(Text-to-region grounding data)
____

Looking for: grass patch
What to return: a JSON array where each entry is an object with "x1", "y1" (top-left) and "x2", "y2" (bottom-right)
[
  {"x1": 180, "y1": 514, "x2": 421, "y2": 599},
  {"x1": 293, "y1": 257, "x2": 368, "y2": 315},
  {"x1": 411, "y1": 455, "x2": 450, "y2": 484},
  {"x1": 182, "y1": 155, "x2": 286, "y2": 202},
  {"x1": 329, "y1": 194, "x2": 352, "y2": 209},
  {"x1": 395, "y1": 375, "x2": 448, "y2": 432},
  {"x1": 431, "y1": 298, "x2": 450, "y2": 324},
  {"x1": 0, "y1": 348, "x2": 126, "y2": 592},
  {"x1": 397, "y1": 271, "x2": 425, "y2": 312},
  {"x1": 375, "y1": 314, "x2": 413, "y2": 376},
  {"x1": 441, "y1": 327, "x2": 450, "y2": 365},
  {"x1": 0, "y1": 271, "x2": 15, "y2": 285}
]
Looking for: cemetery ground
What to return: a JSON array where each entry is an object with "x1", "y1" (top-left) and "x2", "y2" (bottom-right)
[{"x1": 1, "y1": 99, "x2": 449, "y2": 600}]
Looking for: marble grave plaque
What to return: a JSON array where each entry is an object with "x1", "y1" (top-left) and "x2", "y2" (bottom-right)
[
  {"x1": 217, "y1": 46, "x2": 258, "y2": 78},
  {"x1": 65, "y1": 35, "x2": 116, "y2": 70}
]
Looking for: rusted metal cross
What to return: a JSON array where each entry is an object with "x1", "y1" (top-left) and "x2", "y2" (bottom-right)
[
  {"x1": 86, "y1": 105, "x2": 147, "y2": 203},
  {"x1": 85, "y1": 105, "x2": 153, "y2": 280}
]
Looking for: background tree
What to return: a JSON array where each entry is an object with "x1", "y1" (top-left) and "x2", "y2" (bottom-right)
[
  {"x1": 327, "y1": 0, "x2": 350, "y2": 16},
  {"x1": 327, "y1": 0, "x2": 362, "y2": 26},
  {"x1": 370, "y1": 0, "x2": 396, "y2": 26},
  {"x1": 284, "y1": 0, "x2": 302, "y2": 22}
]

____

### HOW TO COMPLETE THIS TASK:
All that is wanted is the set of lines from the one with "Looking for: rusted metal cross" through the last line of the entries, both included, output exactly.

### OUTPUT FOR THIS EXERCISE:
Looking for: rusted metal cross
What to return: a JSON array where each entry is an object with "x1", "y1" (top-left) and "x2", "y2" (bottom-right)
[
  {"x1": 86, "y1": 105, "x2": 147, "y2": 203},
  {"x1": 85, "y1": 105, "x2": 153, "y2": 280}
]
Looking for: background tree
What to return: a JSON array where each entry is an object with "x1", "y1" (top-left) and "x2", "y2" (bottom-right)
[
  {"x1": 327, "y1": 0, "x2": 350, "y2": 16},
  {"x1": 327, "y1": 0, "x2": 362, "y2": 26},
  {"x1": 370, "y1": 0, "x2": 396, "y2": 26},
  {"x1": 284, "y1": 0, "x2": 302, "y2": 22}
]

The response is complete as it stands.